● **Text passage**:

▼▼▼

Having a family pet may halve children’s risk of developing allergies to animals, a new study has claimed.
Researchers at Henry Ford Hospital in Detroit, who studied almost 600 youngsters, found that early exposure to cats and dogs prevented them becoming allergic later in life.
The first year of a child’s life is the most important period in building up resistance, said lead researcher Dr Ganesha Wegienka.
“This research provides further evidence that experiences in the first year of life are associated with health status later in life, and that early life pet exposure does not put most children at risk of being sensitised to these animals later in life,” he said.
For the study, published in the journal Clinical & Experimental Allergy, the researchers followed 565 children from birth until they reached adulthood. Periodic contact was made with the parents and the children to collect information about exposure to cats and dogs.
When the children were 18 years, their blood samples were analysed, comparing the levels of antibodies to dog and cat allergens.
It was found that being exposed to the specific pet in the first year of life was the most important exposure period, and the exposure appeared protective in some groups.
Young men whose families had kept an indoor dog during their first year of life had about half the risk of becoming sensitised to dogs compared to those whose families did not keep a dog in the first year of life.
Both men and women were about half as likely to be sensitised to cats if they had lived with a cat in the first year of life, compared to those who did not live with cats.

▲▲▲

● **Provided records**:
▼▼▼

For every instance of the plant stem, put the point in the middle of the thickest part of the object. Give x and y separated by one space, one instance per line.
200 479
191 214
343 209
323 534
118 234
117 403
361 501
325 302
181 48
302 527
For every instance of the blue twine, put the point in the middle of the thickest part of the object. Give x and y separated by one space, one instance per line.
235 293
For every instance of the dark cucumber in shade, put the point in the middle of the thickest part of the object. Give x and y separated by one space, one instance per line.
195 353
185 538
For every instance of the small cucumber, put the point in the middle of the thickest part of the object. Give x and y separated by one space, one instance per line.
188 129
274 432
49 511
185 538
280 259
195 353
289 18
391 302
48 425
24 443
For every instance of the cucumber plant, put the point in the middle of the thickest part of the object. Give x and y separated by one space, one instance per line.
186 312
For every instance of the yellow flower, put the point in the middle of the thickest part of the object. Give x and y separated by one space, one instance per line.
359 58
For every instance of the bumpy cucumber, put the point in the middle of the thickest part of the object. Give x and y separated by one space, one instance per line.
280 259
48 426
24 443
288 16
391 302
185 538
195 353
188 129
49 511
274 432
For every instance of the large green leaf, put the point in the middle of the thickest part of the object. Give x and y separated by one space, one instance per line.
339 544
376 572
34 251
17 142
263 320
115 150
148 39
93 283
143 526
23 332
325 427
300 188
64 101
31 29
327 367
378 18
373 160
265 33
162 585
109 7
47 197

▲▲▲

● **Exercise**:
Write out every number that the article on pets and allergies gives in digits. The records are separate material, unrelated to the article on pets and allergies.

● **Output below**:
600, 565, 18